- [Written task] Please output the data below line for line, with no changes at all.
# START OF Given data
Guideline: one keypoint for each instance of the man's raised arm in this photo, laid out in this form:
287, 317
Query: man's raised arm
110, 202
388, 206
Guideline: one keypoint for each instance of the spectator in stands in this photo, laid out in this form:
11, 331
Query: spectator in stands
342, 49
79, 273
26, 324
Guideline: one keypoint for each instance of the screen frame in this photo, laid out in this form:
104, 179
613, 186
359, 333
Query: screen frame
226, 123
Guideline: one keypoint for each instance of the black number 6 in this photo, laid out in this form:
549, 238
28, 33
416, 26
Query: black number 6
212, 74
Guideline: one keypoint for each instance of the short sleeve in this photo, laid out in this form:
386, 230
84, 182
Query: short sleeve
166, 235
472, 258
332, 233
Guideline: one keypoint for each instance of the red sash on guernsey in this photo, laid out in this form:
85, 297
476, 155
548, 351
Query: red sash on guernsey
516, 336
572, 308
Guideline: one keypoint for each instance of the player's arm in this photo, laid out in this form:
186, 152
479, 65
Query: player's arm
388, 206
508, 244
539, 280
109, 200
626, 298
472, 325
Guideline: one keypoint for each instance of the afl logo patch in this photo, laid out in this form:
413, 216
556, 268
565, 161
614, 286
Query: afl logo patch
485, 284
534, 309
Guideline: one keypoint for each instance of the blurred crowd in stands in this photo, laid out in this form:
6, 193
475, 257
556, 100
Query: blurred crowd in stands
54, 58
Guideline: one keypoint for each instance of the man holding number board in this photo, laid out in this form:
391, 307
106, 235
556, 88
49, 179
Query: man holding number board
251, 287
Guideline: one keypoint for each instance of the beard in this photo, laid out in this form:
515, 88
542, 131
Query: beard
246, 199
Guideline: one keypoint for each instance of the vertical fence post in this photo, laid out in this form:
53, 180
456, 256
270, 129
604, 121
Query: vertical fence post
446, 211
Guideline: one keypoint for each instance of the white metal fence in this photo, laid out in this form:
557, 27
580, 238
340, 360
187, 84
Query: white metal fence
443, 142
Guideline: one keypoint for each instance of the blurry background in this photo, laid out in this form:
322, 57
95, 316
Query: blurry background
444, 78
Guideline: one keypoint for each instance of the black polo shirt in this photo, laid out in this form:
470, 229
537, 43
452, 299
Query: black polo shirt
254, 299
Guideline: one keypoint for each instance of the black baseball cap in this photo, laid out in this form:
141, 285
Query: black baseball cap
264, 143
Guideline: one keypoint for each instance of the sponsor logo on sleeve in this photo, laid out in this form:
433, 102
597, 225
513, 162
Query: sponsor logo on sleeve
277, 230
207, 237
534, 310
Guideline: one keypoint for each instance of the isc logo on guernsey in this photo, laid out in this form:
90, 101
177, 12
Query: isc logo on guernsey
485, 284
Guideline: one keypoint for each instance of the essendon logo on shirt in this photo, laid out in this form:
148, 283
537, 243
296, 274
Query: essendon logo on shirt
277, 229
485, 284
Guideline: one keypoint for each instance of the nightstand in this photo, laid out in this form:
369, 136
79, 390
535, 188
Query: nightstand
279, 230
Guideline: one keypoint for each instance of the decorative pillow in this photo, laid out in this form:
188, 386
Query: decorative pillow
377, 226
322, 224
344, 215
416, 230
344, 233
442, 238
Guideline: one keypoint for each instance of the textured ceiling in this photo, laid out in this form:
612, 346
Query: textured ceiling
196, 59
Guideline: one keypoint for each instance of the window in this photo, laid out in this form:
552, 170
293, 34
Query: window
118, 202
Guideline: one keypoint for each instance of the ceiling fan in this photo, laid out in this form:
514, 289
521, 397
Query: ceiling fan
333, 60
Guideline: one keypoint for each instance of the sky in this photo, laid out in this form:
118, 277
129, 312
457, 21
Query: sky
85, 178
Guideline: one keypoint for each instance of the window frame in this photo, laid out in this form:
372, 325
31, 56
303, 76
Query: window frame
# END OF Given data
- [Written response]
Guideline: one keypoint for each instance of the man's raised arm in this photo, laid out in this form:
287, 317
Query: man's raised arm
110, 202
388, 206
Guideline: one keypoint for each instance of the spectator in stands in this photo, laid out in this form:
11, 331
Query: spectator in stands
342, 49
79, 273
26, 324
Guideline: one keypoint for each instance of the screen frame in this photo, laid out in this form:
104, 179
613, 186
359, 333
Query: screen frame
226, 123
Guideline: one keypoint for each instance of the black number 6 in this photo, laid out in this form:
549, 238
28, 33
416, 26
Query: black number 6
212, 74
Guideline: one keypoint for each instance of the short sleeve in this photo, laid out in this form:
386, 230
84, 182
Query: short sleeve
166, 235
472, 258
332, 233
Guideline: one keypoint for each instance of the red sash on guernsey in this photo, laid out in this form:
85, 297
476, 155
548, 351
Query: red sash on guernsey
516, 336
572, 308
Guideline: one keypoint for each instance of the player's arm in this photo, laid out in this form:
186, 152
479, 65
Query: player's arm
388, 206
508, 244
539, 280
109, 200
626, 298
472, 325
Guideline: one keypoint for each instance of the afl logo patch in this photo, laid out in this form:
413, 216
556, 268
565, 161
614, 286
Query: afl logo patch
485, 284
534, 309
Guideline: one keypoint for each instance of the blurred crowd in stands in this photo, laid out in this form:
6, 193
475, 257
556, 100
Query: blurred crowd in stands
54, 58
Guideline: one keypoint for each instance of the man holding number board in this photo, laid out in this form:
391, 307
106, 235
556, 88
49, 179
Query: man holding number board
251, 287
Guideline: one keypoint for each instance of the beard in this photo, laid out in this form:
515, 88
542, 131
Query: beard
246, 199
Guideline: one keypoint for each instance of the vertical fence post in this photo, laid out in this form:
53, 180
456, 256
270, 129
604, 121
Query: vertical fence post
446, 211
Guideline: one keypoint for each instance of the white metal fence in this photo, laid out in this form:
557, 27
580, 238
340, 360
187, 84
Query: white metal fence
443, 142
Guideline: one keypoint for each instance of the blurry background in this photo, laid out in this form:
322, 57
95, 316
Query: blurry background
444, 78
Guideline: one keypoint for each instance of the black polo shirt in this photo, laid out in this form:
470, 229
537, 43
452, 299
Query: black polo shirt
254, 299
Guideline: one keypoint for each instance of the black baseball cap in this photo, laid out in this form:
141, 285
Query: black baseball cap
264, 143
Guideline: one keypoint for each instance of the sponsor logo on sleeve in this photo, laid out in this form:
433, 102
597, 225
513, 162
Query: sponsor logo on sleeve
277, 230
207, 237
534, 310
Guideline: one keypoint for each instance of the isc logo on guernsey in this photo, laid out in this form:
90, 101
177, 12
Query: isc logo on guernsey
485, 284
Guideline: one keypoint for each instance of the essendon logo on shirt in this photo, laid out in this form:
148, 283
537, 243
296, 274
Query: essendon logo on shirt
277, 229
485, 284
Guideline: one keypoint for each instance of the nightstand in this photo, laid out in this form:
369, 136
79, 390
535, 188
Query: nightstand
279, 230
Guideline: one keypoint for each instance of the decorative pillow in this photo, laid out in this form:
188, 386
Query: decorative pillow
377, 226
322, 224
344, 215
416, 230
344, 233
442, 238
Guideline: one keypoint for each instance of the textured ceiling in this photo, laid out in this form:
612, 346
Query: textured ceiling
196, 59
Guideline: one keypoint for each instance of the window in this photo, laid out in this form:
552, 170
293, 34
Query: window
118, 202
Guideline: one keypoint for each instance of the ceiling fan in this photo, laid out in this form:
514, 289
521, 397
Query: ceiling fan
333, 60
Guideline: one keypoint for each instance of the sky in this photo, laid out in this form:
118, 277
129, 312
457, 21
Query: sky
85, 178
Guideline: one keypoint for each instance of the window frame in this photo, laid out in this form:
372, 325
31, 56
303, 76
Query: window frame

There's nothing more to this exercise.